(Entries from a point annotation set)
□ □ □

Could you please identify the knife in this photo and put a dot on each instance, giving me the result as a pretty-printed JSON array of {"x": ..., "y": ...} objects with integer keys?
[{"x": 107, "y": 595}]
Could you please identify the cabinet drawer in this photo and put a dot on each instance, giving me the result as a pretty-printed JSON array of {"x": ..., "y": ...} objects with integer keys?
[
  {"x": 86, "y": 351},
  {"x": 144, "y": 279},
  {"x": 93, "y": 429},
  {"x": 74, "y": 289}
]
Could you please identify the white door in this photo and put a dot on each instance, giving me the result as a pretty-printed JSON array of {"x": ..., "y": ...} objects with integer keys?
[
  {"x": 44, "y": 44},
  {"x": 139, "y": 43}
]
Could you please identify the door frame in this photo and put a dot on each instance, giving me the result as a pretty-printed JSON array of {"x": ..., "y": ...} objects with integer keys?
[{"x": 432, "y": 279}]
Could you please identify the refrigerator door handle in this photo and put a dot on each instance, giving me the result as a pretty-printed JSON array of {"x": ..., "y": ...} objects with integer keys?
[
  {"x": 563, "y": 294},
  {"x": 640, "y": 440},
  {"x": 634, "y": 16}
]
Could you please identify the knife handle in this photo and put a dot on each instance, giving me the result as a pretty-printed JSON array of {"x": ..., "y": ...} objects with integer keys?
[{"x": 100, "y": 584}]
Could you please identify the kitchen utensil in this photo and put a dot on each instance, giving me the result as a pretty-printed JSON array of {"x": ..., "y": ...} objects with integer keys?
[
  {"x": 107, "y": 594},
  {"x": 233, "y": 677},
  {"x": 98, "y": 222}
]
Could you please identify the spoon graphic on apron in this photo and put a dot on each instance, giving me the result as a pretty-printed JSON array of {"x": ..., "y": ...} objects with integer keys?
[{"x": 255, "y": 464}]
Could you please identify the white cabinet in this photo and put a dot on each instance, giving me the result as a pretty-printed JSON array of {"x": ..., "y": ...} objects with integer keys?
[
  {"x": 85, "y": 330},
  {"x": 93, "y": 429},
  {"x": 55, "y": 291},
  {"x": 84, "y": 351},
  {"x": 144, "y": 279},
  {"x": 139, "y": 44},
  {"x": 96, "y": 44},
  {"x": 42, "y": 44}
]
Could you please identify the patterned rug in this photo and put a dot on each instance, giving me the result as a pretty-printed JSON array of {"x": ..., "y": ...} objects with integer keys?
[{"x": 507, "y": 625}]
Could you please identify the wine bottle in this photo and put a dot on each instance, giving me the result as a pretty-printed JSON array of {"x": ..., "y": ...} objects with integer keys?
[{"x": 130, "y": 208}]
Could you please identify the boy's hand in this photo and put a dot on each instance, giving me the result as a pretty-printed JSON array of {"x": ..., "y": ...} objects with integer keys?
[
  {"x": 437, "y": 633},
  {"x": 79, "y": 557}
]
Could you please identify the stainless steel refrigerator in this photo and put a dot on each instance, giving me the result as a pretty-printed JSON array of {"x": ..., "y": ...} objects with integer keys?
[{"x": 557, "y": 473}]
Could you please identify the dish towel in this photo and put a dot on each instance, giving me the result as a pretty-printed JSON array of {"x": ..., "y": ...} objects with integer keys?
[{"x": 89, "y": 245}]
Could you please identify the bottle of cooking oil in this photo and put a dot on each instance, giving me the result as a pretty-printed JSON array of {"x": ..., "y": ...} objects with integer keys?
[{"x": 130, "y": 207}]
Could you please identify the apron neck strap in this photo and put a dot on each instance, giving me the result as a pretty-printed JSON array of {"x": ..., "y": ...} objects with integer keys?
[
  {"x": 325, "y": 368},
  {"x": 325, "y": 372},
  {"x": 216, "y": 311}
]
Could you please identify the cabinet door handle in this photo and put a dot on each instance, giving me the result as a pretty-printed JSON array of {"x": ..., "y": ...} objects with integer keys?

□ □ □

- **Directive**
Copy each line of the data above without altering a single character.

- **Output below**
Could you please identify the knife in this photo and put a dot on each instance, giving me the result as a pretty-printed JSON array of {"x": ..., "y": ...} objects with integer keys?
[{"x": 107, "y": 595}]
Could you please identify the cabinet drawer in this photo and put a dot on each instance, giving me the result as a pretty-printed JSON array of {"x": ..., "y": ...} objects with integer keys?
[
  {"x": 86, "y": 351},
  {"x": 144, "y": 279},
  {"x": 93, "y": 429},
  {"x": 74, "y": 289}
]
Could you please identify the white door in this photo and put a dot on each instance, giving me the result as a pretty-printed JSON array of {"x": ..., "y": ...} objects with integer keys?
[
  {"x": 44, "y": 44},
  {"x": 139, "y": 43}
]
Could you please identify the door frame in this photo and put a dot on each instance, giving me the result as a pretty-printed JSON array of {"x": ..., "y": ...} objects with integer keys?
[{"x": 432, "y": 279}]
Could you please identify the refrigerator door handle in this photo and put a dot on each instance, giving me the result as a pretty-printed JSON array of {"x": ..., "y": ...} objects with integer keys?
[
  {"x": 563, "y": 294},
  {"x": 640, "y": 440},
  {"x": 634, "y": 16}
]
Could you please identify the knife handle in this photo and put a dot on each instance, giving me the result as a pretty-printed JSON array of {"x": ..., "y": ...} objects with integer keys?
[{"x": 100, "y": 584}]
Could you please identify the kitchen utensil in this photo and put a dot on each instance, giving me the result as a pretty-printed JSON array of {"x": ..., "y": ...} objects with integer keys?
[
  {"x": 107, "y": 594},
  {"x": 233, "y": 677},
  {"x": 98, "y": 222}
]
Could you please identify the spoon graphic on apron in this photo and put a dot on each instance, giving me the result as a pretty-printed JSON array of {"x": ..., "y": ...} objects with integer keys?
[{"x": 255, "y": 464}]
Could you please identify the white cabinet in this photo and put a dot on each instance, giving me the result as a pretty-printed JSON array of {"x": ..., "y": ...} objects with integer keys?
[
  {"x": 85, "y": 330},
  {"x": 93, "y": 429},
  {"x": 55, "y": 291},
  {"x": 84, "y": 351},
  {"x": 144, "y": 279},
  {"x": 139, "y": 44},
  {"x": 96, "y": 44},
  {"x": 42, "y": 44}
]
Could you please identify the patterned rug in this photo and put a dot on each instance, giving me the result as a pretty-printed JSON array of {"x": ..., "y": ...} objects with integer keys?
[{"x": 507, "y": 625}]
Could you please identify the wine bottle in this photo and put a dot on each instance, giving me the result as a pretty-printed JSON array of {"x": ..., "y": ...} objects with integer keys?
[{"x": 130, "y": 208}]
Could you please identify the boy's hand in this photo and put a dot on each instance, giving me the result as a pretty-printed JSON array of {"x": ..., "y": ...} objects with integer keys?
[
  {"x": 437, "y": 633},
  {"x": 79, "y": 557}
]
Could you please identify the stainless steel refrigerator in this photo and put a dot on each instance, giving me the result as a pretty-printed JSON array of {"x": ..., "y": ...} objects with integer keys?
[{"x": 557, "y": 473}]
Could you please identify the dish towel in this photo and put a dot on each instance, giving me the result as a pretty-printed JSON array of {"x": ..., "y": ...} objects with integer keys?
[{"x": 89, "y": 245}]
Could you please identify the bottle of cooking oil in this photo and put a dot on each instance, giving me the result as a pretty-printed JSON array of {"x": ..., "y": ...} objects with integer keys?
[{"x": 130, "y": 207}]
Could you please identify the apron neck strap in this photo and put a dot on each instance, giving me the result as a pretty-printed JSON array of {"x": ..., "y": ...} objects with integer keys?
[
  {"x": 325, "y": 368},
  {"x": 325, "y": 372},
  {"x": 216, "y": 311}
]
Could you please identify the cabinet door handle in this photo and put a dot on each instance, giving me the result as a pretty-printed JSON array of {"x": ..., "y": ...} objects with integer keys?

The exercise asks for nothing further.